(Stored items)
____________________
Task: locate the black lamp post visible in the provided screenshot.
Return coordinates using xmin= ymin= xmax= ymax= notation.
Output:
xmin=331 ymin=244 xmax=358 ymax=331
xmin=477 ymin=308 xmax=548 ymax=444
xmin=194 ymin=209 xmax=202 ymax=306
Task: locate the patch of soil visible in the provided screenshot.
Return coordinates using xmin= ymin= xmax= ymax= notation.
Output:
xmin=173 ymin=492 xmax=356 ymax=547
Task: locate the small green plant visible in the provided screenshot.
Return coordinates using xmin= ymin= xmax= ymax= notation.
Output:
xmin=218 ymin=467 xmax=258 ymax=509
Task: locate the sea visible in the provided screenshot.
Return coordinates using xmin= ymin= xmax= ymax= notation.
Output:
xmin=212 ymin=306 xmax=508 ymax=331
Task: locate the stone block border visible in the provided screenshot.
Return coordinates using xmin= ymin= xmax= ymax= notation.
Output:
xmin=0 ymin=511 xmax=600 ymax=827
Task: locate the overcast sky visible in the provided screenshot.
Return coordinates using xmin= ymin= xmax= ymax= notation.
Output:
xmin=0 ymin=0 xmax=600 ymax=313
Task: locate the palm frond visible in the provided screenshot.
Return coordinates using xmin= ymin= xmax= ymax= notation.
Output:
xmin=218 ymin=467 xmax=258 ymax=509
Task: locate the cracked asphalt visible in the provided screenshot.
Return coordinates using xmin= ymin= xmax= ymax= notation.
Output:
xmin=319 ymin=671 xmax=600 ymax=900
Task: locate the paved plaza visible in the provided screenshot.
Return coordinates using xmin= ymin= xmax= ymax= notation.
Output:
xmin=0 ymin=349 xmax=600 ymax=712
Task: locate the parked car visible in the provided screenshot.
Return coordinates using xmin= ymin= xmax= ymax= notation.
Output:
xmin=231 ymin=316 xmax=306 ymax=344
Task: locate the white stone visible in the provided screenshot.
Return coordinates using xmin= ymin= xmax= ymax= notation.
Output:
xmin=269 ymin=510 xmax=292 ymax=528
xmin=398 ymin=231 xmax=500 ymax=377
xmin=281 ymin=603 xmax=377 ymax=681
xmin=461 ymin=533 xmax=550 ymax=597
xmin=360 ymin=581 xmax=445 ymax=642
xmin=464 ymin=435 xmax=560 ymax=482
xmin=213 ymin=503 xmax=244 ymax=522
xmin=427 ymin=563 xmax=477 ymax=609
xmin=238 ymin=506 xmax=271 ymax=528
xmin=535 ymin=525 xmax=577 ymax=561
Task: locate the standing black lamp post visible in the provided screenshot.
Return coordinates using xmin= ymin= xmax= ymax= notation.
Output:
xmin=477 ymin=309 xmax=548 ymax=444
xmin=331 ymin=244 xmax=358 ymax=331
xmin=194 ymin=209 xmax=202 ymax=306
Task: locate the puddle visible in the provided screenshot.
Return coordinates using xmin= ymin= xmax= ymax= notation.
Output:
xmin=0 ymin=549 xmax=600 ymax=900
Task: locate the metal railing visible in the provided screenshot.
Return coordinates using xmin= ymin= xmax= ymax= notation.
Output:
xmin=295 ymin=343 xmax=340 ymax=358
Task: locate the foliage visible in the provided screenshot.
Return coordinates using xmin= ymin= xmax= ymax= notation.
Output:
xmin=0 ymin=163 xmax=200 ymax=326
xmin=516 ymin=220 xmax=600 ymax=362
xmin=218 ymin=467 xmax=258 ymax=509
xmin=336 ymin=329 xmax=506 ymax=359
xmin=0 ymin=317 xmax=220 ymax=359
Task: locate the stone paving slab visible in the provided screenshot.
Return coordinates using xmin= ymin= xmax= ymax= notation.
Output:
____________________
- _Given instruction_: Rewrite every item above with "provided screenshot" changed to "given image" and all other text left as it is.

- _Result for this task_:
Task: locate the black lamp post visible in the given image.
Return coordinates using xmin= ymin= xmax= ymax= notation.
Output:
xmin=331 ymin=244 xmax=358 ymax=331
xmin=477 ymin=308 xmax=548 ymax=444
xmin=194 ymin=209 xmax=202 ymax=306
Task: locate the patch of soil visible in the given image.
Return coordinates using xmin= ymin= xmax= ymax= notation.
Output:
xmin=173 ymin=492 xmax=356 ymax=547
Task: locate the small green plant visible in the given image.
Return coordinates using xmin= ymin= xmax= ymax= notation.
Output:
xmin=218 ymin=467 xmax=258 ymax=509
Task: locate the sea visible in the given image.
Return coordinates using xmin= ymin= xmax= ymax= notation.
Output:
xmin=212 ymin=306 xmax=508 ymax=331
Task: locate the stone block border visible in the given image.
Return coordinates using xmin= ymin= xmax= ymax= notation.
Output:
xmin=0 ymin=511 xmax=600 ymax=827
Task: locate the overcast sky visible in the given image.
Return coordinates using xmin= ymin= xmax= ymax= notation.
Output:
xmin=0 ymin=0 xmax=600 ymax=313
Task: locate the palm frond visible in the given image.
Return coordinates using xmin= ymin= xmax= ymax= notation.
Output:
xmin=218 ymin=467 xmax=258 ymax=509
Task: locate the cracked asphalt visible in the given image.
Return coordinates using xmin= ymin= xmax= ymax= notation.
Output:
xmin=319 ymin=671 xmax=600 ymax=900
Task: locate the paved plaza visible in the given image.
Return coordinates using xmin= ymin= xmax= ymax= notation.
Output:
xmin=0 ymin=349 xmax=600 ymax=712
Task: locate the parked car visible in the given image.
Return coordinates using xmin= ymin= xmax= ymax= notation.
Output:
xmin=231 ymin=316 xmax=306 ymax=344
Task: locate the white stone visible in the given image.
Return coordinates using xmin= ymin= xmax= ymax= notation.
Output:
xmin=269 ymin=510 xmax=292 ymax=528
xmin=398 ymin=231 xmax=500 ymax=377
xmin=281 ymin=603 xmax=377 ymax=681
xmin=461 ymin=533 xmax=550 ymax=597
xmin=360 ymin=581 xmax=445 ymax=642
xmin=464 ymin=435 xmax=560 ymax=482
xmin=213 ymin=503 xmax=244 ymax=522
xmin=427 ymin=563 xmax=477 ymax=609
xmin=238 ymin=506 xmax=271 ymax=528
xmin=535 ymin=525 xmax=577 ymax=561
Task: locate the standing black lamp post visible in the given image.
Return coordinates using xmin= ymin= xmax= ymax= notation.
Output:
xmin=477 ymin=309 xmax=548 ymax=444
xmin=331 ymin=244 xmax=358 ymax=331
xmin=194 ymin=209 xmax=202 ymax=306
Task: locate the puddle visible in the given image.
Return coordinates using xmin= ymin= xmax= ymax= notation.
Output:
xmin=0 ymin=549 xmax=600 ymax=900
Task: locate the metal railing visible in the given image.
Return coordinates using xmin= ymin= xmax= ymax= notation.
Output:
xmin=295 ymin=343 xmax=340 ymax=358
Task: locate the foliage visible in the given image.
Return coordinates using xmin= ymin= xmax= ymax= notation.
Output:
xmin=0 ymin=163 xmax=200 ymax=326
xmin=516 ymin=220 xmax=600 ymax=362
xmin=218 ymin=467 xmax=258 ymax=509
xmin=336 ymin=329 xmax=506 ymax=359
xmin=0 ymin=317 xmax=220 ymax=359
Task: locate the stone paving slab visible in the given image.
Return coordinates using xmin= ymin= xmax= ymax= notation.
Output:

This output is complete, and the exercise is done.